■ **Stated goal 1**: Decide whether each statement below agrees with the text on Oregon's predator problem. Answer yes or no for (a), (b), and (c), and quote the deciding words from the text. (a) A decision on the controversy is scheduled in Salem, Oregon on April 13. (b) The U.S. Fish and Wildlife Service usually returns federal tax money to the states at a 2 to 1 ratio. (c) Most state fish and wildlife departments get nearly all of their budgets from the sale of hunting and fishing licenses and tags.

■ **Text segment**:
◆ ◆ ◆
ODFW is not even close
to solving this problem
A decision on this controversy is scheduled in Salem, Oregon on April 13. Oregon, like most western states, has a serious predator problem. The real problem is that those in charge will never admit there is a problem and thus there is no need for a cure.This is a serious dilemma that all western states are facing. The question is, how did these states get into such a mess?
To answer that question, one must realize that the Golden Rule applies here. He who has the gold makes the rules. Most state fish and wildlife departments get pretty close to their entire budgets from the sale of hunting and fishing licenses and tags. Federal taxes on guns, ammunition, etc. allow the government to return money to the states’ fish and wildlife agencies. This money is usually returned at a 3 to 1 ratio by the U.S. Fish and Wildlife Service (USF & WS). It is the USF & WS who has the gold or in this case, the dollars to distribute to the states’ fish and wildlife agencies. This money assures that they make the rules.
◆ ◆ ◆
Excerpts of location labeling data:
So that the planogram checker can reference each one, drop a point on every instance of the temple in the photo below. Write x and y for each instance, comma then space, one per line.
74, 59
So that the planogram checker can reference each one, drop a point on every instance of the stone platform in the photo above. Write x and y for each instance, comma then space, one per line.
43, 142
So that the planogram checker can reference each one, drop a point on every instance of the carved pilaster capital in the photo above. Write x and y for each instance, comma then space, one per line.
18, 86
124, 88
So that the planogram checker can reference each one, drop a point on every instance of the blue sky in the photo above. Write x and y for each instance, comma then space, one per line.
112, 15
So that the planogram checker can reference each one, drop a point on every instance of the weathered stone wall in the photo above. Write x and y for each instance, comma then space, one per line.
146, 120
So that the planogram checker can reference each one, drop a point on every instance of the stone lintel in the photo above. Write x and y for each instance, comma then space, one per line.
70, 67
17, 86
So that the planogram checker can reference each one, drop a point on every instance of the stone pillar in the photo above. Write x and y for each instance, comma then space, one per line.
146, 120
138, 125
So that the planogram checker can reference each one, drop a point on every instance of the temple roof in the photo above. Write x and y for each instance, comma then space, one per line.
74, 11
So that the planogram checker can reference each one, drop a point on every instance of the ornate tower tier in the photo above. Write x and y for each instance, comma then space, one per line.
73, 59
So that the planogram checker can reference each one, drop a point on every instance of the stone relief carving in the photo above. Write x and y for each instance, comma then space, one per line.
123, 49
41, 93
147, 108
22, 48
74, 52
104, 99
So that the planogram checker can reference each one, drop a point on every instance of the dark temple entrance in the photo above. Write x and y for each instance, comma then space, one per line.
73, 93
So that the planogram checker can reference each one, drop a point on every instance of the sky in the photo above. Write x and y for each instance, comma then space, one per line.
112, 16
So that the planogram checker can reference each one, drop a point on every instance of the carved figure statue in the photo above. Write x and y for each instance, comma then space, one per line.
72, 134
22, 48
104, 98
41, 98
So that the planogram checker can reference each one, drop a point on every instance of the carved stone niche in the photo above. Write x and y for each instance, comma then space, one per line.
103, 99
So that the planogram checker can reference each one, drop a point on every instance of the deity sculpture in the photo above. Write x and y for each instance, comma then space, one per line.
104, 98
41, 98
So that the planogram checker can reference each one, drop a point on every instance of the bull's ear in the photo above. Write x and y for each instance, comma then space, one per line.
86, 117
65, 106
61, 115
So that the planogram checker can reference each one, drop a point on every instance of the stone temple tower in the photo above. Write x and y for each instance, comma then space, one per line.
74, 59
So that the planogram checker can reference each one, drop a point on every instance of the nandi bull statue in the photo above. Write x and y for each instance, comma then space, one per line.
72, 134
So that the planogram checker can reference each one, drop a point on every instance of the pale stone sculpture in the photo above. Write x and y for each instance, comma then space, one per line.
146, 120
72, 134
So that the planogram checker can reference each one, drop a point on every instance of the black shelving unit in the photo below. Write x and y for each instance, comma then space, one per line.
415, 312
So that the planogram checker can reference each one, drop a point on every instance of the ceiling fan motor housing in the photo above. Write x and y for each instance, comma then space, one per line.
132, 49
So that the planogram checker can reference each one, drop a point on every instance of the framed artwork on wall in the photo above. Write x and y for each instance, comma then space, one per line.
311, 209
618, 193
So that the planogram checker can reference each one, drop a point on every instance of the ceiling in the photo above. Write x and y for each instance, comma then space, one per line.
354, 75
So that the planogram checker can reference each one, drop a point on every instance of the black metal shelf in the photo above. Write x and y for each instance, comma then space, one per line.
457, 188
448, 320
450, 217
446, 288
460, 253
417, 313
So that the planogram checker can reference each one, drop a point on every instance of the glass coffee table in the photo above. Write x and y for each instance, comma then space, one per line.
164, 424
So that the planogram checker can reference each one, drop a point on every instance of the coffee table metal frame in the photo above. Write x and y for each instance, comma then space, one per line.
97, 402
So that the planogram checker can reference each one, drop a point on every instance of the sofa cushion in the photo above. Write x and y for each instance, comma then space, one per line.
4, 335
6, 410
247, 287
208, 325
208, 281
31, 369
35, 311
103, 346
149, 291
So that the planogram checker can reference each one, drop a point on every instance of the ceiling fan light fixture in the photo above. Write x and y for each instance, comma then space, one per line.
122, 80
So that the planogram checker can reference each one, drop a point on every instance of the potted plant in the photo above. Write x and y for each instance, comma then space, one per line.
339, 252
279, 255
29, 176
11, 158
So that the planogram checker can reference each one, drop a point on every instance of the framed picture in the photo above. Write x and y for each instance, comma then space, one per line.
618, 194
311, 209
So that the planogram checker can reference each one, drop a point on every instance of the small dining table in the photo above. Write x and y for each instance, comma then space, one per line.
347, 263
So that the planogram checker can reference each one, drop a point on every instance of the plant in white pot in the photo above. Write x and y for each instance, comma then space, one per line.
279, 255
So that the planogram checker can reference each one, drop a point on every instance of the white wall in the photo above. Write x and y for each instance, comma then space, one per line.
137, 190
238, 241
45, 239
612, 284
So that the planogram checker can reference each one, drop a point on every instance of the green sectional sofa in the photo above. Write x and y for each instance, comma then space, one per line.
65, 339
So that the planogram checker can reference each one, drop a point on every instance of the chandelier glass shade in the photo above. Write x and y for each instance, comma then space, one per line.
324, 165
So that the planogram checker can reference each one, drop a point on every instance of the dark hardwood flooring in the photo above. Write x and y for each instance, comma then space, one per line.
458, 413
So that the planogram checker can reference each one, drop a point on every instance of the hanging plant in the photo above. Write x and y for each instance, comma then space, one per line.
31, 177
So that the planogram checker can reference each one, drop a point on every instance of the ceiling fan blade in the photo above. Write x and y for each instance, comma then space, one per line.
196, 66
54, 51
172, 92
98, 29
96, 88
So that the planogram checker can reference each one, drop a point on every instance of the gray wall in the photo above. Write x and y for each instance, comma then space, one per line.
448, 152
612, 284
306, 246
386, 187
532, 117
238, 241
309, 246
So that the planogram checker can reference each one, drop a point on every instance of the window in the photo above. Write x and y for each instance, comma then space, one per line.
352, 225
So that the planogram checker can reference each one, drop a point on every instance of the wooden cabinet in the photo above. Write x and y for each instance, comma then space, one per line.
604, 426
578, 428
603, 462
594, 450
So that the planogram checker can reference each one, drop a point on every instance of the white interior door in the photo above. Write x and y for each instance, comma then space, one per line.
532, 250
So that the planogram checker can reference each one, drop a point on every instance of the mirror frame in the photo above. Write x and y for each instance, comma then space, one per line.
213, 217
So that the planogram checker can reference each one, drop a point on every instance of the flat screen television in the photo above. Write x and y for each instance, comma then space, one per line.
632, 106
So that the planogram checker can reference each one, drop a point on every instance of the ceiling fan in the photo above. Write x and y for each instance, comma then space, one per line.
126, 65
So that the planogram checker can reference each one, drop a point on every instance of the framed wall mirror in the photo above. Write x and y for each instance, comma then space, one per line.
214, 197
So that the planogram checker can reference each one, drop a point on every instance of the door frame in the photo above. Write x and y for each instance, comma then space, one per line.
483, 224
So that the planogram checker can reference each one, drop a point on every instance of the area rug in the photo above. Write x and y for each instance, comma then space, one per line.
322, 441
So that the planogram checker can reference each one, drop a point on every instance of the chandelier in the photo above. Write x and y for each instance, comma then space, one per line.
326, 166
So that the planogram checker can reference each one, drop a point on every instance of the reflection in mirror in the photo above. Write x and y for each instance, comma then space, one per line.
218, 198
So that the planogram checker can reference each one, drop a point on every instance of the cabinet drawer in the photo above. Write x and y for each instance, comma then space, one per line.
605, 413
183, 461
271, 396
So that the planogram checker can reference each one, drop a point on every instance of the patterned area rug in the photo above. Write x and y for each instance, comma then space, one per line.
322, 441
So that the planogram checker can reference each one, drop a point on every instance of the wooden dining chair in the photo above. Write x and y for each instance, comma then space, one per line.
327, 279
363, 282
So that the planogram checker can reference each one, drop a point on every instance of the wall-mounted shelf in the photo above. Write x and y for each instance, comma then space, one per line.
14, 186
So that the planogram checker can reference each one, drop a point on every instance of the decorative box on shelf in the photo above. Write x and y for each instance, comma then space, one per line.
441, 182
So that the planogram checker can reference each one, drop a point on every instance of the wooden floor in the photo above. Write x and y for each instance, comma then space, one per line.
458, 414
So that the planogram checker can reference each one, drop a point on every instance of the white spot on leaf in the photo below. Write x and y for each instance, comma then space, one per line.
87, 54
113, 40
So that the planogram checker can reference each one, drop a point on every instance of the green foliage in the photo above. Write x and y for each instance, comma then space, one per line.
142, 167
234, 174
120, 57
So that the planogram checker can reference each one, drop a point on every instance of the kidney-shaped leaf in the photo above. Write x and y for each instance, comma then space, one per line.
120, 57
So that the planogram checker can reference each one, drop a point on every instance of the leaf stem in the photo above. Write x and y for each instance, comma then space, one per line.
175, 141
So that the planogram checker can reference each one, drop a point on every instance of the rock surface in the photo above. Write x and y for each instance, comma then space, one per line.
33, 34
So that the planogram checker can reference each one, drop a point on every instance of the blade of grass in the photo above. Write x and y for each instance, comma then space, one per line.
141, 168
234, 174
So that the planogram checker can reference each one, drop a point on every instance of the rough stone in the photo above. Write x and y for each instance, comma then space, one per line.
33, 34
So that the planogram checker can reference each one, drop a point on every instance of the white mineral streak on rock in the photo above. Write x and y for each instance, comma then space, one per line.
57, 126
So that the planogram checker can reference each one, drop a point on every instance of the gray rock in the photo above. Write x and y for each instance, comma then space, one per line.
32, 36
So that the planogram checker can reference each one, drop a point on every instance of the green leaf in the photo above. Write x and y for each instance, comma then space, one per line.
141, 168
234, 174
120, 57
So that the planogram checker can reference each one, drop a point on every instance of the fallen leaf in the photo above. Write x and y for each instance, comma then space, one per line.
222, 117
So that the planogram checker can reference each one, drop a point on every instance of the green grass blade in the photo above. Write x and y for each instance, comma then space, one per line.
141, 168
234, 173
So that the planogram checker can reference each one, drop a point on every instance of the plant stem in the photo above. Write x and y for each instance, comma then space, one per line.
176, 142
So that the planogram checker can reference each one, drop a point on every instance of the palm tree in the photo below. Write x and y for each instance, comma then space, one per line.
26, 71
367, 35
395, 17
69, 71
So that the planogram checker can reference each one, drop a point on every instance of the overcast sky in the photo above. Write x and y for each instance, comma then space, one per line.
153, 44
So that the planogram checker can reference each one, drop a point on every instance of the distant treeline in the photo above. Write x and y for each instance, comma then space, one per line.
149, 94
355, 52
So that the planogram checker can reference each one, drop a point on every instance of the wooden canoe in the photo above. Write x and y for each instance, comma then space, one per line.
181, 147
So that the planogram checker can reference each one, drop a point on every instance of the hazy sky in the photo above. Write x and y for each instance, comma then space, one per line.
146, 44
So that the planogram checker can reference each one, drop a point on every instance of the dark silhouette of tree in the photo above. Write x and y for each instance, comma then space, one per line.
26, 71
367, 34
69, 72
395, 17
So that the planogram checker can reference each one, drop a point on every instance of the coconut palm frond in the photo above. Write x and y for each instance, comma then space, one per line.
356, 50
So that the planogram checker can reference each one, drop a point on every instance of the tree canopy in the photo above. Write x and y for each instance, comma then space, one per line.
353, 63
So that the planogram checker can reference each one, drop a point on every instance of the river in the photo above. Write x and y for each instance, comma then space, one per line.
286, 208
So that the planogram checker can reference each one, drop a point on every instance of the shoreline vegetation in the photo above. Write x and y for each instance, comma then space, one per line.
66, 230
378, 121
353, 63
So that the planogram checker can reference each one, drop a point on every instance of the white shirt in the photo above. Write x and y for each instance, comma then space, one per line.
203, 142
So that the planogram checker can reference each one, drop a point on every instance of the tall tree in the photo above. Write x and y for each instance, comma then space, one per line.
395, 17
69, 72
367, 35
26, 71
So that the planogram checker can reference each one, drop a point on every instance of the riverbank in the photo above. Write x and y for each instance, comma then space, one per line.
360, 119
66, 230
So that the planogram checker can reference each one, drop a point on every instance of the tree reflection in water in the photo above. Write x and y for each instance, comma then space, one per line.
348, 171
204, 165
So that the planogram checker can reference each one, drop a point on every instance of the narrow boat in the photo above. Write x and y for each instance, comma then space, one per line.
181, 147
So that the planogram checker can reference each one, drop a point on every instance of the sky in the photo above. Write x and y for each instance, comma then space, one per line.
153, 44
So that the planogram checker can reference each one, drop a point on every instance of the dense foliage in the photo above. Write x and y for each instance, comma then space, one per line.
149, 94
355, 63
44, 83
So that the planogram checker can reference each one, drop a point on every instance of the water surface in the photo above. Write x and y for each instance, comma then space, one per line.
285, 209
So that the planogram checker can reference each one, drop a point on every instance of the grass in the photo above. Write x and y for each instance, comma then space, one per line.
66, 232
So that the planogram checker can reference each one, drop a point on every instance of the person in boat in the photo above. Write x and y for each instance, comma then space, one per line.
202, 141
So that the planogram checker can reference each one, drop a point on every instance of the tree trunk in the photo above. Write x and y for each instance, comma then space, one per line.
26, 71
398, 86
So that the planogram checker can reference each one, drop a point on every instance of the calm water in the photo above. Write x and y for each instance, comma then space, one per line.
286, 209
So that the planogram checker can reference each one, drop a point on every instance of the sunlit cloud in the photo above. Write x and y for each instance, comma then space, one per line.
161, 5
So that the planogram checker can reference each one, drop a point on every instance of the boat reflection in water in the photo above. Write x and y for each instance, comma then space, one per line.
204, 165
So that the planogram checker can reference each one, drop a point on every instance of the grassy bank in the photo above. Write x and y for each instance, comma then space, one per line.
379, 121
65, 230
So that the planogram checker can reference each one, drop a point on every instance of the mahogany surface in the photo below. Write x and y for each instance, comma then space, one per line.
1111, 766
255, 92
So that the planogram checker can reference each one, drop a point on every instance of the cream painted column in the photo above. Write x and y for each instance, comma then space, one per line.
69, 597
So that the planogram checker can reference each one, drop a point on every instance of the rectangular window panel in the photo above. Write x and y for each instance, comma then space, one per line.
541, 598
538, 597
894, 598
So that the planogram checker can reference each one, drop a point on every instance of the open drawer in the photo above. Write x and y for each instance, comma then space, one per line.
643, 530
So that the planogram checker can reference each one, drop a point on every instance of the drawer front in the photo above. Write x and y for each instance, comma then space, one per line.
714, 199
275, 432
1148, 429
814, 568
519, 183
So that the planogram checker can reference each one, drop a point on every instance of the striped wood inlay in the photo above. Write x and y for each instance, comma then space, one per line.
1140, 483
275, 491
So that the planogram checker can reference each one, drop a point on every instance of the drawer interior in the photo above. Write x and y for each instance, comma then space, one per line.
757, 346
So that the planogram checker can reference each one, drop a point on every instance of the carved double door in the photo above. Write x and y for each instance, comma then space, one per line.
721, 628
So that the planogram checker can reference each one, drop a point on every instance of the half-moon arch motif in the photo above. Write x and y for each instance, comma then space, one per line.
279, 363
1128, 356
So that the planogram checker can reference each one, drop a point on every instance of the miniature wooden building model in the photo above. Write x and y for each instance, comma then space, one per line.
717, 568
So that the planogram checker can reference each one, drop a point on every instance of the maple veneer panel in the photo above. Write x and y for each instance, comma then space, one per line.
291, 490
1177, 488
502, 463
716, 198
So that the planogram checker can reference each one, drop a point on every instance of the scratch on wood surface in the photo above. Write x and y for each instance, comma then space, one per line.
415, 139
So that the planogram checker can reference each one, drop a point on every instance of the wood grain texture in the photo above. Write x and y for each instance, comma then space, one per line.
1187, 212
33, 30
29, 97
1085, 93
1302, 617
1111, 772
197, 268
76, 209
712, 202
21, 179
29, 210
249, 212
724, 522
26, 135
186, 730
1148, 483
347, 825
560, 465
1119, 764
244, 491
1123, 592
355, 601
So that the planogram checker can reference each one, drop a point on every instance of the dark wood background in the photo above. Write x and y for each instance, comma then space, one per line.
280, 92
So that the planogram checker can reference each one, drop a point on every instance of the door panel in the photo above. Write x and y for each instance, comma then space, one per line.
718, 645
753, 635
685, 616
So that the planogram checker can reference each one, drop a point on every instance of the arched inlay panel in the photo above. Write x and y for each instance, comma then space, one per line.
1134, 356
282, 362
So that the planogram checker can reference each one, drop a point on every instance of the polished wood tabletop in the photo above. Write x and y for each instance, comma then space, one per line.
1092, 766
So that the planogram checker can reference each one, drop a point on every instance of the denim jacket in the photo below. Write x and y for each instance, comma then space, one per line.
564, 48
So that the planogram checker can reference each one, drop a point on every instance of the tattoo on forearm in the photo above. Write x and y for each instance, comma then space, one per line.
◆ ◆ ◆
■ **Stated goal 2**: Report in full every line of the records that contains the word "plant".

■ **Written response 1**:
(a) Yes: "A decision on this controversy is scheduled in Salem, Oregon on April 13."
(b) No: "This money is usually returned at a 3 to 1 ratio by the U.S. Fish and Wildlife Service (USF & WS)."
(c) Yes: "Most state fish and wildlife departments get pretty close to their entire budgets from the sale of hunting and fishing licenses and tags."

■ **Written response 2**:
So that the planogram checker can reference each one, drop a point on every instance of the potted plant in the photo above. Write x and y for each instance, comma then space, one per line.
So that the planogram checker can reference each one, drop a point on every instance of the plant in white pot in the photo above. Write x and y for each instance, comma then space, one per line.
So that the planogram checker can reference each one, drop a point on every instance of the hanging plant in the photo above. Write x and y for each instance, comma then space, one per line.
So that the planogram checker can reference each one, drop a point on every instance of the plant stem in the photo above. Write x and y for each instance, comma then space, one per line.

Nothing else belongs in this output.